YOUR GOAL
Copy only this range: the line with "of the orange" through the final line of the material, inclusive at both ends.

DATA SHOWN

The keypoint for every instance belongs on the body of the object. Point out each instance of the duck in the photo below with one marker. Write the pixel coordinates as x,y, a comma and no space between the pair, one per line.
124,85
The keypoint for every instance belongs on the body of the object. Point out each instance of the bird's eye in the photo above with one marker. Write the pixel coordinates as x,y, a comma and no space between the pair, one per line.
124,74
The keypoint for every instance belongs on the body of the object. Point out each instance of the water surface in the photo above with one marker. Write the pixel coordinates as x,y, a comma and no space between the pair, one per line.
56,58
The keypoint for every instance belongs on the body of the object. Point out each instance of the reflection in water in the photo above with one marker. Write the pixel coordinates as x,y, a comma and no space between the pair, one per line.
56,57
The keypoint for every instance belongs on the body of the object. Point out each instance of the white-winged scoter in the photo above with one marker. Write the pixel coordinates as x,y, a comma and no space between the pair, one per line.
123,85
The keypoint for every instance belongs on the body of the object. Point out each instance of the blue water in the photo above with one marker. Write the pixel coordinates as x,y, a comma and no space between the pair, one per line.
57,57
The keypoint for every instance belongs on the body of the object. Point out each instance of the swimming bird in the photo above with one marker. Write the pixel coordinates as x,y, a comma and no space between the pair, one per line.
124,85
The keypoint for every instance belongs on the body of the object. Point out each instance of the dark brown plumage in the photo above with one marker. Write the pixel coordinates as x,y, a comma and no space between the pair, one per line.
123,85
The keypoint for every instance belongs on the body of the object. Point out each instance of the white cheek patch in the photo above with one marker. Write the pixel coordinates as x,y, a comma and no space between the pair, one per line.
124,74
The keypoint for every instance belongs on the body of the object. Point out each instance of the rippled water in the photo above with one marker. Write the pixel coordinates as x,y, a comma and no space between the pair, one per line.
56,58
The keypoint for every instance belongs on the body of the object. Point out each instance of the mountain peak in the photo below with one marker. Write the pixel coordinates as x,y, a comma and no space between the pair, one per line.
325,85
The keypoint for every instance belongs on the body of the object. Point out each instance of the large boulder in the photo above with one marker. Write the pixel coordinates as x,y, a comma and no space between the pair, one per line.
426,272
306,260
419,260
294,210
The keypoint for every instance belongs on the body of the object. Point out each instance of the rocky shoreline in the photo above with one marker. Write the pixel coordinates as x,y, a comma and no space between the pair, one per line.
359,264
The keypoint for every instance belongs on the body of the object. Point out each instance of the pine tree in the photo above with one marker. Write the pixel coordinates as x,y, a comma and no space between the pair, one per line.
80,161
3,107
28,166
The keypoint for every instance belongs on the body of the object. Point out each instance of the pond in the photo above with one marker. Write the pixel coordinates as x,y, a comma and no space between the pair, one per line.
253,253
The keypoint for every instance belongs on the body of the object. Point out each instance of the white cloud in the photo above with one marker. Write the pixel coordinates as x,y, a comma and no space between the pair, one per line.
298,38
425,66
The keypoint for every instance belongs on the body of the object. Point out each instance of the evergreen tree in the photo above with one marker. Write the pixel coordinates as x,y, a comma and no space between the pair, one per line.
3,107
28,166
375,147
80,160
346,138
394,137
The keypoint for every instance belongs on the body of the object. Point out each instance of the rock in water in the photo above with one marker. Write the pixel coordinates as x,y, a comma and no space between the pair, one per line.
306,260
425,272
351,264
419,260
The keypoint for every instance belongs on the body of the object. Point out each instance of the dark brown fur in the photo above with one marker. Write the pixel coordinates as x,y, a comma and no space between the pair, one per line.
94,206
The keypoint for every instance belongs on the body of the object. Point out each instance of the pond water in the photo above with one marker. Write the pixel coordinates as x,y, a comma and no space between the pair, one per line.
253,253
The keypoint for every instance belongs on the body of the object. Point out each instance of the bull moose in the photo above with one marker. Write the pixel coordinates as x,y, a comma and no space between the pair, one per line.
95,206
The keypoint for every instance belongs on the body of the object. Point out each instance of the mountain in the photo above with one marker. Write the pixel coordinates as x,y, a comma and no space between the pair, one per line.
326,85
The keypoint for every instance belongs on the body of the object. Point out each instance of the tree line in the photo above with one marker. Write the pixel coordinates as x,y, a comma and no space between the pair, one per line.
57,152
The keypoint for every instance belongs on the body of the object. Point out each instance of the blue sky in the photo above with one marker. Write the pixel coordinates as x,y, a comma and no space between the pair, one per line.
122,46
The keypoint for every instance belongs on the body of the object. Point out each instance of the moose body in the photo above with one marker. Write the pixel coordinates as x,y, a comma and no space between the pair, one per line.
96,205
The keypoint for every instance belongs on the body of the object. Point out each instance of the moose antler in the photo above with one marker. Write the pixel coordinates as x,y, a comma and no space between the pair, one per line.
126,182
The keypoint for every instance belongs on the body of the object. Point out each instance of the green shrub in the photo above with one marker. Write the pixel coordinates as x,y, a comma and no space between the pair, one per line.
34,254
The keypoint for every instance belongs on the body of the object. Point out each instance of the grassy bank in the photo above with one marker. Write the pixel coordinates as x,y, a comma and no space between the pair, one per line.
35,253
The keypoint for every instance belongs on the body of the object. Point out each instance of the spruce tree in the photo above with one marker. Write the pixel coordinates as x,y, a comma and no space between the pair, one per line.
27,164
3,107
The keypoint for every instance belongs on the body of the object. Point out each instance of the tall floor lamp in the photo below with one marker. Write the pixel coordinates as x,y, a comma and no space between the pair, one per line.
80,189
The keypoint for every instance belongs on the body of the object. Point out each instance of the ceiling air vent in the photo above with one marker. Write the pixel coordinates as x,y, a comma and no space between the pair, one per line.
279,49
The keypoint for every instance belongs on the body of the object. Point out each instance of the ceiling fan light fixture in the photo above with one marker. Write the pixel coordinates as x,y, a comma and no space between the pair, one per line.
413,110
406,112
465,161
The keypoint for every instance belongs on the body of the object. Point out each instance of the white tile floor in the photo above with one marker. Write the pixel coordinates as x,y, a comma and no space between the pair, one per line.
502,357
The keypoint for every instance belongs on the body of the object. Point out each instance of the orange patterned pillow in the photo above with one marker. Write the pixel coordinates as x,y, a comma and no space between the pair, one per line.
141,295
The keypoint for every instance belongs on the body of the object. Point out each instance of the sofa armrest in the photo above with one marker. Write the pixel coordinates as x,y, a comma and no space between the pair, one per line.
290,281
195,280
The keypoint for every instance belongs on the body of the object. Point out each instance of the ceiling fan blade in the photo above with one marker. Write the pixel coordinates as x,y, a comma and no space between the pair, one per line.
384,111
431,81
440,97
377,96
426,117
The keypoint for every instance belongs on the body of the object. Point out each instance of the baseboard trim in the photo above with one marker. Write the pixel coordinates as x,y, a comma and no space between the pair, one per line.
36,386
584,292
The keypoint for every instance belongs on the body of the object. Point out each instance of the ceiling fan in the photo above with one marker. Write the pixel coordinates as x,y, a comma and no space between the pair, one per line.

RESULT FOR THIS EXERCISE
The keypoint for every instance belongs on the body of the object. Point out each instance of the orange patterned pillow in the photo above with one marker. Write the pixel coordinates as x,y, a comma and no space between the pair, one per line.
141,295
The keypoint for every instance belongs on the body of the object. Point out each instance of the sofa armrest in the photo above with one marker. Write the pixel coordinates as x,y, a comma and no space between the pair, one per line.
290,281
195,280
The keypoint for every instance belongs on the body of the object. Point out each instance of the ceiling fan blade in the photo above with one marker. Write the pixel coordinates as x,y, a comma and no space between the pair, one per line.
384,111
431,81
440,97
377,96
426,117
The keypoint for every instance belongs on the body of the object. Point out each instance of the baseboard trim in the photo above with one marker. Write the pixel coordinates as x,y, a comma and no space between the pair, one per line.
36,386
584,292
The keypoint for every instance belongs on the body of the object. Point out each instance of the ceiling fan in the photo above with one marker. Write the pixel coordinates as x,y, a comma and no space between the pair, one per line.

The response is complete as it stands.